WHAT THE EXERCISE ASKS: Repeat the data that follows in full. Do not include the pictures.

PROVIDED MATERIAL:
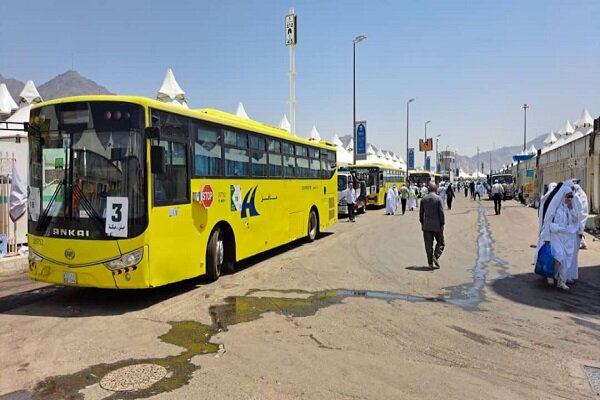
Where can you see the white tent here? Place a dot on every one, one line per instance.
(314, 134)
(550, 139)
(585, 119)
(567, 129)
(29, 95)
(7, 104)
(241, 111)
(285, 124)
(170, 91)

EXPECTED ANSWER:
Where can you see the white tent here? Place a dot on every one, one line per instance.
(314, 134)
(550, 139)
(585, 119)
(567, 129)
(29, 95)
(7, 104)
(241, 111)
(285, 124)
(170, 91)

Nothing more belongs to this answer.